> **Excerpted records**:
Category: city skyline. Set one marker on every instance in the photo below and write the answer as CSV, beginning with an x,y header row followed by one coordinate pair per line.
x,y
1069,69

---

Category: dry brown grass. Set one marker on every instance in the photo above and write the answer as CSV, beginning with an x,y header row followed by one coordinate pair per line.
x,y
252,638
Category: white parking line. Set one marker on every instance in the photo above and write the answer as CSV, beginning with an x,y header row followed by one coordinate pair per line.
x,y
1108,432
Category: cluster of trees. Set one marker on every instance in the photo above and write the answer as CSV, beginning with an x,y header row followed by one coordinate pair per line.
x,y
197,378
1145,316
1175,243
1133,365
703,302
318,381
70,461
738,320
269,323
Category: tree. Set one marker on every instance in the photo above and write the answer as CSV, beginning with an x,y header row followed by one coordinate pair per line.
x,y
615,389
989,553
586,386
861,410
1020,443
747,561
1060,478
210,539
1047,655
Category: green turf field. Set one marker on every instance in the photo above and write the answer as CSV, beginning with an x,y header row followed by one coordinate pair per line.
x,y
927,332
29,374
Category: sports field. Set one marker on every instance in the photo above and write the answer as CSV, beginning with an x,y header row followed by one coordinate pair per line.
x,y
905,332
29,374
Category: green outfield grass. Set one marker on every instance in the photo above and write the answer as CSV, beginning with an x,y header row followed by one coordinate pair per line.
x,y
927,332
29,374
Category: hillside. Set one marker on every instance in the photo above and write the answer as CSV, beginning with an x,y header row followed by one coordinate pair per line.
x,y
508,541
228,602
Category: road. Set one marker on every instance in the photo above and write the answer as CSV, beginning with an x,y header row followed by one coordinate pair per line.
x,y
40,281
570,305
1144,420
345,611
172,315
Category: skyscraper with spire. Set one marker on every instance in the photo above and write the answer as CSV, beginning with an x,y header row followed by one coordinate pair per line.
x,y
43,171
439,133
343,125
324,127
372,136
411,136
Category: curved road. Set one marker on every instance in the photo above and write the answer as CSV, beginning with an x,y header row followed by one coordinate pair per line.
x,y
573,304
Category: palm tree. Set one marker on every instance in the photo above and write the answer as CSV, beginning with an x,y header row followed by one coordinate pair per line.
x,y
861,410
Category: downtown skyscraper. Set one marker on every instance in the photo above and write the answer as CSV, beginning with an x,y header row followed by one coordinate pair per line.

> **Problem to solve**:
Take the lines above from the one containing "Category: curved road." down to the one containing "Category: downtown skyscraper.", and transcribe them exactly, both ends included.

> **Task response**:
Category: curved road. Set one marker on every instance in the photo above and write the answer as CSV, beginning with an x,y header row followed by one coordinate pair per line.
x,y
573,304
Category: palm tree. Set one marker on every instance in the photo above and write the answer as CSV, beginning with an x,y header row followed by one coordinate pair per line.
x,y
861,410
Category: downtown skyscraper. Set one marker on every instance in the photo above and write the answer as CSV, beginning with an x,y header row followed by one coordinate pair per line.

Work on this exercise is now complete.